Render every line of the entries below as a Markdown table with the columns Row and Line, skipping blank lines.

The data
────────────────────────────────────────

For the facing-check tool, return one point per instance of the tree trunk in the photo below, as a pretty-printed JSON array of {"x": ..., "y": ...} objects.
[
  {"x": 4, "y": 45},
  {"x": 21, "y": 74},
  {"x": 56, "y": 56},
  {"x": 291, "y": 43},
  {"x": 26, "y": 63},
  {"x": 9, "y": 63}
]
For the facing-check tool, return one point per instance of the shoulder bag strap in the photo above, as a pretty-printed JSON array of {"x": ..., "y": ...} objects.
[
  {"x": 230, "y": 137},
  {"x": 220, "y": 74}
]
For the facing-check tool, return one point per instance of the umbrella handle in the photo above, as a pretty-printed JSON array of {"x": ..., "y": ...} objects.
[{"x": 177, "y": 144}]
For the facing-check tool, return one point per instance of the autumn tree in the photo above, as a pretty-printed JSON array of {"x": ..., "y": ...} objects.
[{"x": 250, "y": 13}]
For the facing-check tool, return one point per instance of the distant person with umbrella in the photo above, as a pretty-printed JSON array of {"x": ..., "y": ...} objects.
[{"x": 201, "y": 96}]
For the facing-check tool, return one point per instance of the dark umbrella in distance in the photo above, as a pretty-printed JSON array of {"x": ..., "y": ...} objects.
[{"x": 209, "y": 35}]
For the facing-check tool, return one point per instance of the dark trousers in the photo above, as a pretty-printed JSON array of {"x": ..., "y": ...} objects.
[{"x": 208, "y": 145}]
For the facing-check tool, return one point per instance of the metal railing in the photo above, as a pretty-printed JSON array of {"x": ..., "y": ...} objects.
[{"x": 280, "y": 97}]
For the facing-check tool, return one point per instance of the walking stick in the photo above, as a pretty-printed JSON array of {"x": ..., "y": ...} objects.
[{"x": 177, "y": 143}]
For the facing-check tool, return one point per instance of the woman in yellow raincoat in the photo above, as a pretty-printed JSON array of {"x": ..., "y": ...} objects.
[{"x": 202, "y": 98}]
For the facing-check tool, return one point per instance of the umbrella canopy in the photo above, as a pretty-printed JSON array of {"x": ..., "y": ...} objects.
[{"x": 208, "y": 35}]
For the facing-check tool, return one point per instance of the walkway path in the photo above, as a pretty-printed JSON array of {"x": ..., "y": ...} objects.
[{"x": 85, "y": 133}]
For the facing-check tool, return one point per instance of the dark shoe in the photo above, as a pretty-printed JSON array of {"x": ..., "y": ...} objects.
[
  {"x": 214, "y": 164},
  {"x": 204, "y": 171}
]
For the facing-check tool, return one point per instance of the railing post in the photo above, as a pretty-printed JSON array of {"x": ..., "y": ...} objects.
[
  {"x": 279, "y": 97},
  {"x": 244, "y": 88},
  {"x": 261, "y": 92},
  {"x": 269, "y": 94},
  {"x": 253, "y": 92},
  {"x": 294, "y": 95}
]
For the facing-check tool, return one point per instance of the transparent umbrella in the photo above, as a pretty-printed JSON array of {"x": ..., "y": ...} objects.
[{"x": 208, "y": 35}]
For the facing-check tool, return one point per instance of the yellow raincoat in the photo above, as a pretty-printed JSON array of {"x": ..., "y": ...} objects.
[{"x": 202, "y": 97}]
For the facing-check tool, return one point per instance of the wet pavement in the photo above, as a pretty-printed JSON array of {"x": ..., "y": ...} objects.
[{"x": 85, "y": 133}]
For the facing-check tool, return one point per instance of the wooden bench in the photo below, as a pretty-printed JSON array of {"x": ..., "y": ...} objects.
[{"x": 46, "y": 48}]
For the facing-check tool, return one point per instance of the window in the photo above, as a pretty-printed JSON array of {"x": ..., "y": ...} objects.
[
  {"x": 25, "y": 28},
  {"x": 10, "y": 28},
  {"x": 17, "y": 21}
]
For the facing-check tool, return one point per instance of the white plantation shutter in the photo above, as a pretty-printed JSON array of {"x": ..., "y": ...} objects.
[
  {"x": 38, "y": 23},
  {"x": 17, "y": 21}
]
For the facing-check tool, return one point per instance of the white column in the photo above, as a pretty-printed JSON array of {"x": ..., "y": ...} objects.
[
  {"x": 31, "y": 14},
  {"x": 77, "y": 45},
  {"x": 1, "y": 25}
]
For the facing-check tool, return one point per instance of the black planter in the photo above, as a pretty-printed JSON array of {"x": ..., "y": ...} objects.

────────────────────────────────────────

Full solution
| Row | Line |
|---|---|
| 1 | For the facing-check tool, return one point per instance of the tree trunk in the photo below, as a pretty-printed JSON array of {"x": ..., "y": ...} objects. |
| 2 | [ |
| 3 |   {"x": 4, "y": 45}, |
| 4 |   {"x": 21, "y": 74}, |
| 5 |   {"x": 56, "y": 56}, |
| 6 |   {"x": 291, "y": 43}, |
| 7 |   {"x": 26, "y": 63}, |
| 8 |   {"x": 9, "y": 63} |
| 9 | ] |
| 10 | For the facing-check tool, return one point per instance of the shoulder bag strap in the photo above, as a pretty-printed JSON array of {"x": ..., "y": ...} objects. |
| 11 | [ |
| 12 |   {"x": 230, "y": 137}, |
| 13 |   {"x": 220, "y": 74} |
| 14 | ] |
| 15 | For the facing-check tool, return one point per instance of the umbrella handle in the photo above, as a pretty-printed JSON array of {"x": ..., "y": ...} objects. |
| 16 | [{"x": 177, "y": 144}] |
| 17 | For the facing-check tool, return one point per instance of the autumn tree in the photo above, as a pretty-printed JSON array of {"x": ..., "y": ...} objects. |
| 18 | [{"x": 250, "y": 13}] |
| 19 | For the facing-check tool, return one point per instance of the distant person with umbrella in the photo above, as a pretty-printed JSON array of {"x": ..., "y": ...} objects. |
| 20 | [{"x": 201, "y": 96}] |
| 21 | For the facing-check tool, return one point per instance of the dark umbrella in distance in the photo above, as a pretty-printed JSON array of {"x": ..., "y": ...} objects. |
| 22 | [{"x": 209, "y": 35}] |
| 23 | For the facing-check tool, return one point per instance of the dark trousers in the photo above, as a pretty-printed JSON array of {"x": ..., "y": ...} objects. |
| 24 | [{"x": 208, "y": 145}] |
| 25 | For the facing-check tool, return one point per instance of the metal railing in the photo above, as a pretty-printed JSON array of {"x": ..., "y": ...} objects. |
| 26 | [{"x": 280, "y": 97}] |
| 27 | For the facing-check tool, return one point per instance of the walking stick in the photo above, as a pretty-printed JSON array of {"x": ..., "y": ...} objects. |
| 28 | [{"x": 177, "y": 143}] |
| 29 | For the facing-check tool, return one point per instance of the woman in yellow raincoat in the photo above, as a pretty-printed JSON array of {"x": ..., "y": ...} objects. |
| 30 | [{"x": 202, "y": 98}] |
| 31 | For the facing-check tool, return one point per instance of the umbrella canopy in the photo above, as a pretty-printed JSON array of {"x": ..., "y": ...} objects. |
| 32 | [{"x": 208, "y": 35}] |
| 33 | For the facing-check tool, return one point per instance of the walkway path in the photo above, as a pretty-printed JSON array of {"x": ..., "y": ...} objects. |
| 34 | [{"x": 85, "y": 133}] |
| 35 | For the facing-check tool, return one point per instance of the dark shoe in the photo above, as a pretty-printed JSON array of {"x": ..., "y": ...} objects. |
| 36 | [ |
| 37 |   {"x": 214, "y": 164}, |
| 38 |   {"x": 204, "y": 171} |
| 39 | ] |
| 40 | For the facing-check tool, return one point per instance of the railing post in the photo above, as a pretty-printed JSON array of {"x": ..., "y": ...} objects. |
| 41 | [ |
| 42 |   {"x": 279, "y": 97}, |
| 43 |   {"x": 244, "y": 88}, |
| 44 |   {"x": 261, "y": 92}, |
| 45 |   {"x": 269, "y": 94}, |
| 46 |   {"x": 253, "y": 92}, |
| 47 |   {"x": 294, "y": 95} |
| 48 | ] |
| 49 | For the facing-check tool, return one point per instance of the transparent umbrella in the photo above, as a pretty-printed JSON array of {"x": ..., "y": ...} objects. |
| 50 | [{"x": 208, "y": 35}] |
| 51 | For the facing-check tool, return one point per instance of the yellow raincoat in the photo above, as a pretty-printed JSON array of {"x": ..., "y": ...} objects. |
| 52 | [{"x": 202, "y": 97}] |
| 53 | For the facing-check tool, return one point per instance of the wet pavement in the photo above, as a pretty-printed JSON array of {"x": ..., "y": ...} objects. |
| 54 | [{"x": 85, "y": 133}] |
| 55 | For the facing-check tool, return one point per instance of the wooden bench in the photo below, as a pretty-printed JSON array of {"x": ..., "y": ...} objects. |
| 56 | [{"x": 46, "y": 48}] |
| 57 | For the facing-check tool, return one point per instance of the window in the photo above, as a pretty-printed JSON array of {"x": ..., "y": ...} objects. |
| 58 | [ |
| 59 |   {"x": 25, "y": 28}, |
| 60 |   {"x": 10, "y": 28}, |
| 61 |   {"x": 17, "y": 21} |
| 62 | ] |
| 63 | For the facing-check tool, return one point per instance of the white plantation shutter in the photo above, as a pretty-printed JSON array of {"x": ..., "y": ...} objects. |
| 64 | [ |
| 65 |   {"x": 38, "y": 23}, |
| 66 |   {"x": 17, "y": 21} |
| 67 | ] |
| 68 | For the facing-check tool, return one point per instance of the white column in the photo above, as a pretty-printed JSON array of {"x": ..., "y": ...} objects. |
| 69 | [ |
| 70 |   {"x": 31, "y": 14}, |
| 71 |   {"x": 77, "y": 45}, |
| 72 |   {"x": 1, "y": 25} |
| 73 | ] |
| 74 | For the facing-check tool, return one point per instance of the black planter in the photo above, as a pretty-printed JSON array of {"x": ..., "y": ...} objects. |